● What is required
From the tank-build thread, set down word for word the passage starting with "The next thing" and going on through "nice blacked highlights.".

● Text
start
I made a removable fan holder that would slip into the center chamber. The fan is an old computer fan, which I will run with an adjustable voltage converter. The fan is a 12 volt model and is totally quiet when run at 6 volts, but still pushes a lot of air. 
Her is a pic of the back chambers removed & modified for my fan setup










This is what the fan and back chambers looks like in the tank










I needed a way to direct the air under the false floor then back out the front of the tank, so I used a shop wet vac attachment for an air diffuser. I cut the tube in half and hot glued the tubes to the wet vac attachment. 










I used black plastic mesh to cover the tubes and the raised parts of the false floor. The air will be pushed down the center back chamber by the fan, under the false floor and out of the air diffuser. I’m hoping this will also keep the front glass from fogging up.
Since I was dealing with a curved front glass I had to devise some way to keep my false floor & air diffuser sealed off. I came up with a false floor wall made from black acrylic, siliconed to the bottom of the tank. The false floor wall will keep water inside the wall and eliminates the need to use black silicon on the sides & front glass to hide the false floor. The one down side is that it might trap water between the glass & false floor wall if I’m not careful.










Here is a pic of my completed false floor










The next thing I need to do is work on the background. I ordered black handi-foam to make my background & I have Manzanita branches that were collected after the big fires in San Diego County a couple of years ago (so no live trees were killed in my collecting). I’ve had the branches soaking in a bucket of water for a few weeks and they are looking good with nice blacked highlights. 

I’ll post more pics after I make the background.


----------



## RGB (Jan 15, 2006)

Very cool design. I've thought about ways of doing a similar air diffuser under the front glass, i like how you did it. Looks good, keep us updated!


----------



## themann42 (Apr 12, 2005)

interesting idea with the light lens. did you try try turning on the light with and without that piece on to see how much light it blocks? how did u cut it? was it easy?


----------



## Frogtofall (Feb 16, 2006)

Thats lookin' pretty good. I'll be watching this one!


----------



## alifer (Oct 24, 2005)

themann42 said:


> interesting idea with the light lens. did you try try turning on the light with and without that piece on to see how much light it blocks? how did u cut it? was it easy?


I like the light lens, it really cuts the direct view of the lights, but the light level looks about the same to me. I took some pics with the lens on & off & I’ll post them tomorrow (I seem to have misplaced my camera link cable) to see if the camera can tell the difference.
end
Entries from a dataset
start
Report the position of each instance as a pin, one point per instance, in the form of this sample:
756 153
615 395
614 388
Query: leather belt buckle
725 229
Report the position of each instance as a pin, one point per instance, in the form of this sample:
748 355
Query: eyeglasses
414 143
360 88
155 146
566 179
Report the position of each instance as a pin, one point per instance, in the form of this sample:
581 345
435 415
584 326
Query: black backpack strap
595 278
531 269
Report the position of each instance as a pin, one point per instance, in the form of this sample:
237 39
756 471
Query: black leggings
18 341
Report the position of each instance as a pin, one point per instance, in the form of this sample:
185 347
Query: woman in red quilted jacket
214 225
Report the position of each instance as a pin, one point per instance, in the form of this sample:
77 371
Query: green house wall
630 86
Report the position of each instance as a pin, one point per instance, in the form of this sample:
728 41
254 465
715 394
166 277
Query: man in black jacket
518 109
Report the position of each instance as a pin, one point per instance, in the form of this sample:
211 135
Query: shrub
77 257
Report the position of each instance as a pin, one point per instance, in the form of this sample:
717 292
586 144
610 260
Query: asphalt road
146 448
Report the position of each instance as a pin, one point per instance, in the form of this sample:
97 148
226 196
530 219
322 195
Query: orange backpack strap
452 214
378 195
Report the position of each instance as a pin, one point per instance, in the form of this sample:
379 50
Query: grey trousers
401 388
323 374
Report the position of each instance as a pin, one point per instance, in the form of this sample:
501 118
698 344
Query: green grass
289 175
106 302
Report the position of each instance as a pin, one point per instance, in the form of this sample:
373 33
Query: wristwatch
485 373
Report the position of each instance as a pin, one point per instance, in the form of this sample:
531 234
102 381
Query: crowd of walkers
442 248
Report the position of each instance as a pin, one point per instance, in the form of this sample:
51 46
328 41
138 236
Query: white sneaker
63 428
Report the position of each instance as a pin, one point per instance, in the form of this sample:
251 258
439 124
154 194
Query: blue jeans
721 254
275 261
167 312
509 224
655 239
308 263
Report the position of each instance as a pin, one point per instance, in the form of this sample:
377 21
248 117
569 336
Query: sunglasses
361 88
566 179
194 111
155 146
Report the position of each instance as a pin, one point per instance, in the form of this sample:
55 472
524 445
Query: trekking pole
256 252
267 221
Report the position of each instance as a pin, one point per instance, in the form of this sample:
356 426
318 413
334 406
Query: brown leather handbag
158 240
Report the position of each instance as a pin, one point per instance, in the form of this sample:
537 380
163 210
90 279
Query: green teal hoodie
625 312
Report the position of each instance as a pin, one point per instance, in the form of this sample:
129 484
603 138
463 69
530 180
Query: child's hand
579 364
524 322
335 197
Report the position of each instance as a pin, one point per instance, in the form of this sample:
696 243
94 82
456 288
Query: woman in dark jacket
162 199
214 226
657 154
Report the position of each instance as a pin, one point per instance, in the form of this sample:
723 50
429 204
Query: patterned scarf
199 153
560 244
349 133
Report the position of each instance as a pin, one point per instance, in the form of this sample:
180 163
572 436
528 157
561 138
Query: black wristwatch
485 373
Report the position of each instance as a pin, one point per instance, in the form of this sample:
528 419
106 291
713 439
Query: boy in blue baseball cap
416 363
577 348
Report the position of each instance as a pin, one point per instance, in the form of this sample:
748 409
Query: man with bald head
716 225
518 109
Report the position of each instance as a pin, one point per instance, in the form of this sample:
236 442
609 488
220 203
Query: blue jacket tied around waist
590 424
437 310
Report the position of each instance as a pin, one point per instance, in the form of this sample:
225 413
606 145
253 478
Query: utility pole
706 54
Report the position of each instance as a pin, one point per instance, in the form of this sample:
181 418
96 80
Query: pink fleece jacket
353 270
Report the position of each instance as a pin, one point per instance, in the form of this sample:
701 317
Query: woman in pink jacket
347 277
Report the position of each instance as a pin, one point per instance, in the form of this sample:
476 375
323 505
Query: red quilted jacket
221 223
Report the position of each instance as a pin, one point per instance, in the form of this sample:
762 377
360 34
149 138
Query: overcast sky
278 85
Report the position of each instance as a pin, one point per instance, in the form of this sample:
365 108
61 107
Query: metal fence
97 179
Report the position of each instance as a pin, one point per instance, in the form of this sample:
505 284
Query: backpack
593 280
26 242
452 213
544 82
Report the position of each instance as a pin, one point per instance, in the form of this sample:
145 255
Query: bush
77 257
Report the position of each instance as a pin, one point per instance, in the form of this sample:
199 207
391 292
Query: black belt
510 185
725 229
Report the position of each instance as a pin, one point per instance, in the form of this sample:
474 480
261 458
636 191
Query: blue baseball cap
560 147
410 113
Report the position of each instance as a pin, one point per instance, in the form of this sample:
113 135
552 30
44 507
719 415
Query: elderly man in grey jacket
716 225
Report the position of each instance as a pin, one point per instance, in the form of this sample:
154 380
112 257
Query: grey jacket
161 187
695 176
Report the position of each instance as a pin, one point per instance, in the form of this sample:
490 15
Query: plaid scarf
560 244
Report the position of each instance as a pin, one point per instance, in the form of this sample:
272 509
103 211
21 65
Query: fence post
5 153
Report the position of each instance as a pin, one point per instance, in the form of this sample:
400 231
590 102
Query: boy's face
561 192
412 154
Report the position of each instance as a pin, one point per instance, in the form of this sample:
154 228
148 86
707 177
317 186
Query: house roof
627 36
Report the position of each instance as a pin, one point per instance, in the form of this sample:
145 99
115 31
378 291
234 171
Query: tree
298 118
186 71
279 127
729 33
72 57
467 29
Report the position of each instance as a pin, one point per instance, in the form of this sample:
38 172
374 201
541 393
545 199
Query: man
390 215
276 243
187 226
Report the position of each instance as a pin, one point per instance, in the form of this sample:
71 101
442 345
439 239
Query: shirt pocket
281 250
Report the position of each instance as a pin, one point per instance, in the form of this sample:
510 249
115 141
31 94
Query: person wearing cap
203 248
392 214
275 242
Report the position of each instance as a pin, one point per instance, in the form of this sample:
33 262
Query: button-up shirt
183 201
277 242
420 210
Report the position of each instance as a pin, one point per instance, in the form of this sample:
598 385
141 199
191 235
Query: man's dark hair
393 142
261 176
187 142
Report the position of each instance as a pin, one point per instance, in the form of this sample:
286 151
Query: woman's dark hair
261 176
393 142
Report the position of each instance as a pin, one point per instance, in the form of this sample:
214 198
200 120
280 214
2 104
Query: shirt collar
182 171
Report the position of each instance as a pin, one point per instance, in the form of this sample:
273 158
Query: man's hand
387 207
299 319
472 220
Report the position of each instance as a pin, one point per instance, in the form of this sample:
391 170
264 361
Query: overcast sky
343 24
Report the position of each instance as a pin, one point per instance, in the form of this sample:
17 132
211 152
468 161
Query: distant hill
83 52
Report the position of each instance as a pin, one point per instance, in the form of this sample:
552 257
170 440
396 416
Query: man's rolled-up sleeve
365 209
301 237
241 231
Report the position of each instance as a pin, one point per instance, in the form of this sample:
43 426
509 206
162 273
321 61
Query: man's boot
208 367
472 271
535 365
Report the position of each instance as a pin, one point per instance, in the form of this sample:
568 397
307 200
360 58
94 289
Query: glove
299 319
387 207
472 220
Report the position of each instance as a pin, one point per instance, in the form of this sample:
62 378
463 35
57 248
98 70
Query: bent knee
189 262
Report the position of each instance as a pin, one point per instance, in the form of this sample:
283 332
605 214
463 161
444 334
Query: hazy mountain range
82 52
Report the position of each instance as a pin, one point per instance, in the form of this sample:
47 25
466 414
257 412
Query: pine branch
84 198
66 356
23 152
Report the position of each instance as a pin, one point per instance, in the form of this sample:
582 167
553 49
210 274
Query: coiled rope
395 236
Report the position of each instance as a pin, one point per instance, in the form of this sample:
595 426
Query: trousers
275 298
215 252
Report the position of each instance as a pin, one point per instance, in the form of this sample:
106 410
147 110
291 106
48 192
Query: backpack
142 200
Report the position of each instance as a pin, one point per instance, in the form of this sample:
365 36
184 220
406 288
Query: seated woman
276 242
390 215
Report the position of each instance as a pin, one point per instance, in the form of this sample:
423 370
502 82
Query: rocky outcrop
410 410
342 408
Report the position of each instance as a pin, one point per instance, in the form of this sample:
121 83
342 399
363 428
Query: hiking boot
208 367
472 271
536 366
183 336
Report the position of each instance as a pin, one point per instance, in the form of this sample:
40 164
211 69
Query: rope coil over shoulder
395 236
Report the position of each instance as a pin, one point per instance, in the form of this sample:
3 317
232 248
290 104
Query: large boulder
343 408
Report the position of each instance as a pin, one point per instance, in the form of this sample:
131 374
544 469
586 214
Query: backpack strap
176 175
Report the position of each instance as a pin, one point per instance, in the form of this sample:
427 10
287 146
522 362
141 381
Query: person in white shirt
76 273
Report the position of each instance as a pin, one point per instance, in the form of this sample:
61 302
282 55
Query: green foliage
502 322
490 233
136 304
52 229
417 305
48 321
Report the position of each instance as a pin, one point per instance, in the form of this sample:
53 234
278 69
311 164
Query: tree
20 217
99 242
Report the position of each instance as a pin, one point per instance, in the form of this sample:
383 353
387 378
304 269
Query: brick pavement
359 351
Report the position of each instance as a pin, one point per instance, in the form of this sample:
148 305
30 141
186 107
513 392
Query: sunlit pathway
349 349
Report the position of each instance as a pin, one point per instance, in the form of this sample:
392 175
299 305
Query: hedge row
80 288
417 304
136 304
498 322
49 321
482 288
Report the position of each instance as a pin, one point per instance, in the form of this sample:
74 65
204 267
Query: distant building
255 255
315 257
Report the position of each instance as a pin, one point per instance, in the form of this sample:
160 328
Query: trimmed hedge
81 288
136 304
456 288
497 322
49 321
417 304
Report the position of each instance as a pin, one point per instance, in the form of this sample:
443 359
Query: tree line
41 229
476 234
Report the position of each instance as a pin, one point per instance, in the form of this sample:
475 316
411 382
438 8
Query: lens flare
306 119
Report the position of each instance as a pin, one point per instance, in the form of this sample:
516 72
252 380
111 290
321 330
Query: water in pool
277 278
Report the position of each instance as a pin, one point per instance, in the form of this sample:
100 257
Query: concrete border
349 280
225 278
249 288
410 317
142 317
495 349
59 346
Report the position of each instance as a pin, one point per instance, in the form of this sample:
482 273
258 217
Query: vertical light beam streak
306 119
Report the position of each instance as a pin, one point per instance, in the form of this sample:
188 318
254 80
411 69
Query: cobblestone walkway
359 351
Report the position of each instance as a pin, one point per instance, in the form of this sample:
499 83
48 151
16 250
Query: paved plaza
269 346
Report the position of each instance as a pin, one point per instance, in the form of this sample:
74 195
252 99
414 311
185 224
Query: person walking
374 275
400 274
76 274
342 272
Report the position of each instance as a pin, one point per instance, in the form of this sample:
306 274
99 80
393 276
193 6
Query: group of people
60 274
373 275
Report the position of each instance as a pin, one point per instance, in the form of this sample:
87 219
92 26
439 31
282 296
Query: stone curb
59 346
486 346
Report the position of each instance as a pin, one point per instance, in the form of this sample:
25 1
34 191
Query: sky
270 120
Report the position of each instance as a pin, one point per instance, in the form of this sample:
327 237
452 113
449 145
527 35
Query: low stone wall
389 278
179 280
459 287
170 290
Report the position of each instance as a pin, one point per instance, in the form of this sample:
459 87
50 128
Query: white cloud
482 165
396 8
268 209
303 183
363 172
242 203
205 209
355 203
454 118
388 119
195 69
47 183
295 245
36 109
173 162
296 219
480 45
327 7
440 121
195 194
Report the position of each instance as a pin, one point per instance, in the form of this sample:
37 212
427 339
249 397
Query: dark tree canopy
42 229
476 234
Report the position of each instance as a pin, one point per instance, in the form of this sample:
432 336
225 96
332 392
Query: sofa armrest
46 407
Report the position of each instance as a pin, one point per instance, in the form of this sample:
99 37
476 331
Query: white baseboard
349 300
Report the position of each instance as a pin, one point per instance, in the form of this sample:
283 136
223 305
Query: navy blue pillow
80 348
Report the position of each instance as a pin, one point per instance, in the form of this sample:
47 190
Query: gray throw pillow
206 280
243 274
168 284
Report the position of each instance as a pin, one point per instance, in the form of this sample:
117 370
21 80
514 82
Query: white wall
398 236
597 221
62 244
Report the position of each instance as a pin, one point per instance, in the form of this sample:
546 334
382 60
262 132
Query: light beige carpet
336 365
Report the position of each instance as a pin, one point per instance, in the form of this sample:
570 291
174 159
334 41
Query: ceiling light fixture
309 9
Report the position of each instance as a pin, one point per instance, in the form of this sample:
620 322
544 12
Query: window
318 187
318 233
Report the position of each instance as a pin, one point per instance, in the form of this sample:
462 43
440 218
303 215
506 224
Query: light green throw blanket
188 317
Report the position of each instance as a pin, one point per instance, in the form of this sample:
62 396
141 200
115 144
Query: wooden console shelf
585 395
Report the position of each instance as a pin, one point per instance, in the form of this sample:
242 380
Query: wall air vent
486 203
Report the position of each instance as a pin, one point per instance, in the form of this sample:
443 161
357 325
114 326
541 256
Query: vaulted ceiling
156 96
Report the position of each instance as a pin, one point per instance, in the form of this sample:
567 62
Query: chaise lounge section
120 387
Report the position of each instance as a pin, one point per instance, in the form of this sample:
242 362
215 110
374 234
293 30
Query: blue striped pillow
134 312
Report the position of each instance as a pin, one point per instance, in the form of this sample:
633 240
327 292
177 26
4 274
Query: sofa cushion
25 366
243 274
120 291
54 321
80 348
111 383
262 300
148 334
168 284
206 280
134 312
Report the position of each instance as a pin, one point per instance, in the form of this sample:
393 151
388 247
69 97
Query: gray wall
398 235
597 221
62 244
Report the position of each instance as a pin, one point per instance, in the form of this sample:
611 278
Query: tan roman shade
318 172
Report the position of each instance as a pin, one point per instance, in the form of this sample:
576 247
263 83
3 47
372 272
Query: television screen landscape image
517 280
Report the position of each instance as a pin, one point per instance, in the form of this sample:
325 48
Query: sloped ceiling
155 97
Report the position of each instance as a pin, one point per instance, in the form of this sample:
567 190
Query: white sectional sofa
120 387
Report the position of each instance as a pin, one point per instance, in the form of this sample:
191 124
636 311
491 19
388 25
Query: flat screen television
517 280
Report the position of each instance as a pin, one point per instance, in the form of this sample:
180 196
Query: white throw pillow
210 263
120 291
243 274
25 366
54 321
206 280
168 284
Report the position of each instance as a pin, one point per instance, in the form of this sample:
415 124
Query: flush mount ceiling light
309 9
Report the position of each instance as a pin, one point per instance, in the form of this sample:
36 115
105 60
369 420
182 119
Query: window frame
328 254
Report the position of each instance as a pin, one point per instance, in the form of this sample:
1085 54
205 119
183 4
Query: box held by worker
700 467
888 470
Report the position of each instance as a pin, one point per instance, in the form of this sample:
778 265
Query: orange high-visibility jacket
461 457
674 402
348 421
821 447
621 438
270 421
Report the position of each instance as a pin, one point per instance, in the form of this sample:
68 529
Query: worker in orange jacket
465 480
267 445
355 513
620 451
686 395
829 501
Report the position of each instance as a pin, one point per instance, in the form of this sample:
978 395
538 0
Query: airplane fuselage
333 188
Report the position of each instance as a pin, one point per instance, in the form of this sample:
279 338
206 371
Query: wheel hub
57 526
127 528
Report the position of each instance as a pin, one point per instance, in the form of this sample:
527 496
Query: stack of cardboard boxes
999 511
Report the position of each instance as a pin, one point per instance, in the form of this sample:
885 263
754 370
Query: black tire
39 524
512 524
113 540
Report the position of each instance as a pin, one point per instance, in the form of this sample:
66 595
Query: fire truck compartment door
end
● Solution for this exercise
The next thing I need to do is work on the background. I ordered black handi-foam to make my background & I have Manzanita branches that were collected after the big fires in San Diego County a couple of years ago (so no live trees were killed in my collecting). I’ve had the branches soaking in a bucket of water for a few weeks and they are looking good with nice blacked highlights.